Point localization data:

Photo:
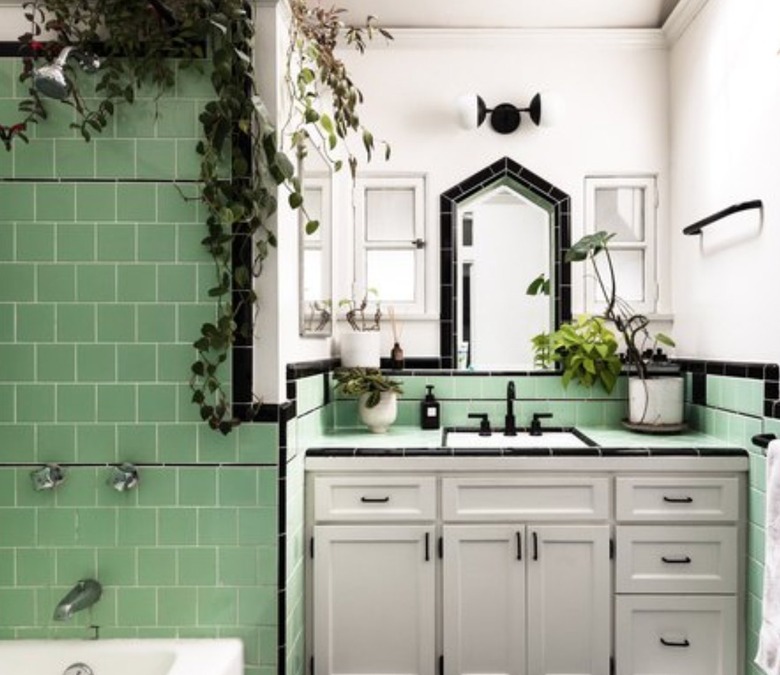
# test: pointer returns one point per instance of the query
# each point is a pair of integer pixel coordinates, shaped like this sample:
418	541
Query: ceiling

--

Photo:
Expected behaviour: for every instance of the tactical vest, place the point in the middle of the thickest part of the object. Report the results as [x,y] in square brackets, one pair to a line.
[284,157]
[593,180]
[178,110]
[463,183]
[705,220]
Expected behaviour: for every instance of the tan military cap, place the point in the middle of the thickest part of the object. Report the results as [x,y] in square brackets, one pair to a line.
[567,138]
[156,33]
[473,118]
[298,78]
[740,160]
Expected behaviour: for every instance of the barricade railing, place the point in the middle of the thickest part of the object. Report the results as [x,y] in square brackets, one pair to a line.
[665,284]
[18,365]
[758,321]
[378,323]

WHAT TO DO:
Give back, word for word, only the lines above from the line holding "# test: pointer" to the line holding "Query: ceiling", both included.

ANSWER FOR THE TASK:
# test: pointer returns one point per instance of the query
# each point is a pair of integer pixel coordinates, shaped like this sample:
418	541
Query: ceiling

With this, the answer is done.